### [TASK PROMPT]
Starting with the first line of the data that follows, transcribe every line verbatim until the line containing "Get the bounding box for lily pad." has been transcribed.

### [THE INPUT]
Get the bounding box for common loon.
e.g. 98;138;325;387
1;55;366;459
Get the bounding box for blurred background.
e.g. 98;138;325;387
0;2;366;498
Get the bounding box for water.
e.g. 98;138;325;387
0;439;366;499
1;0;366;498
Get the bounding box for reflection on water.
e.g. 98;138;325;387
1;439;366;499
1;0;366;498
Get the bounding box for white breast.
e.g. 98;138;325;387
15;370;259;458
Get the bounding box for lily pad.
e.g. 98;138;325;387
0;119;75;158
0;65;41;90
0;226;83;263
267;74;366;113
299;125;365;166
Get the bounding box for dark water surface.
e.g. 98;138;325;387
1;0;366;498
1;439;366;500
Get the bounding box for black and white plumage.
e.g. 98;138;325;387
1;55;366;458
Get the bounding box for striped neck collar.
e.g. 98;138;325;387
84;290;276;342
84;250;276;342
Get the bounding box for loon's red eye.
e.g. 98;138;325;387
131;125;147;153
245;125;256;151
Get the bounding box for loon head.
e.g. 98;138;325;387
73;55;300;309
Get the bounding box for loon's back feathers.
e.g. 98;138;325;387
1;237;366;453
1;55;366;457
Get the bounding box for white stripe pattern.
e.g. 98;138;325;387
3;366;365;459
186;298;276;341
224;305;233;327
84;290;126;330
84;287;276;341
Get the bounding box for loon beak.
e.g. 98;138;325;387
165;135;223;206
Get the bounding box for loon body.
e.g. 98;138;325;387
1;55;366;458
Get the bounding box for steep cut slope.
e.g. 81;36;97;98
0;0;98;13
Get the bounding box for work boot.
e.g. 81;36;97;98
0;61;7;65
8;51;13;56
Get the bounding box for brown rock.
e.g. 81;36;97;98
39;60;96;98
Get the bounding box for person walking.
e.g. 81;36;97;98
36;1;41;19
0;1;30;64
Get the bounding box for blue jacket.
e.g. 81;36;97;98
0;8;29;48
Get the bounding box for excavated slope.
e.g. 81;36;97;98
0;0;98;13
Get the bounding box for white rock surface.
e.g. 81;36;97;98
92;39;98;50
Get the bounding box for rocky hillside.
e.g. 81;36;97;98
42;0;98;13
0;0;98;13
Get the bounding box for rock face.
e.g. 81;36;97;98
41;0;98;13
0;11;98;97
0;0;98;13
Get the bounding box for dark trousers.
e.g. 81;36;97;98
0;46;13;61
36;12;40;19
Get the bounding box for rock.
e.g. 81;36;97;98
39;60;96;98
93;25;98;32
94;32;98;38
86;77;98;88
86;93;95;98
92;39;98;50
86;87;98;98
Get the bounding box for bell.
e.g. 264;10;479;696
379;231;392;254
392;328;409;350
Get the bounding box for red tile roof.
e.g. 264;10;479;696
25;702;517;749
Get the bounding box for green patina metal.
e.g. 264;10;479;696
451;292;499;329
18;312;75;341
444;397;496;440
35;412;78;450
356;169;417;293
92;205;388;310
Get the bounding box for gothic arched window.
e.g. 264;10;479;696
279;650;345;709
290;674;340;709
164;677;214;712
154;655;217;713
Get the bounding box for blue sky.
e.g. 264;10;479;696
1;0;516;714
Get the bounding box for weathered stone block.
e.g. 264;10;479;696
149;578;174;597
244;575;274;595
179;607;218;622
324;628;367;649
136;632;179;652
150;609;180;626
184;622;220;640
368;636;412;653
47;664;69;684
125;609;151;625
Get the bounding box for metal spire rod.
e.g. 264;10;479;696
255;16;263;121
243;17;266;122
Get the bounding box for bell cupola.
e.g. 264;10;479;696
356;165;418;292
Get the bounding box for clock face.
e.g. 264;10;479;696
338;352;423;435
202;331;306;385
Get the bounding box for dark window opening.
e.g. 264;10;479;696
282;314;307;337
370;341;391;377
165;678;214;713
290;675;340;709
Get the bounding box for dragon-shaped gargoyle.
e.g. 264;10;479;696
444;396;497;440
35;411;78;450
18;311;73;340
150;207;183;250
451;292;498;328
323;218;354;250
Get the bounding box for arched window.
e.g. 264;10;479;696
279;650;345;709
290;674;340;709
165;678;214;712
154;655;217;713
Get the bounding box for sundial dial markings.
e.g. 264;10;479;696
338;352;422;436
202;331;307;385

### [OUTPUT OF THE TASK]
Get the bounding box for common loon.
e.g. 98;138;325;387
1;55;366;459
Get the bounding box for blurred background.
e.g. 98;138;325;387
0;2;366;498
Get the bounding box for water.
e.g. 98;138;325;387
0;439;366;499
1;0;366;498
Get the bounding box for reflection on water.
e.g. 98;138;325;387
1;439;366;499
1;0;366;498
Get the bounding box for white breast.
e.g. 98;138;325;387
15;370;259;458
Get the bounding box for lily pad.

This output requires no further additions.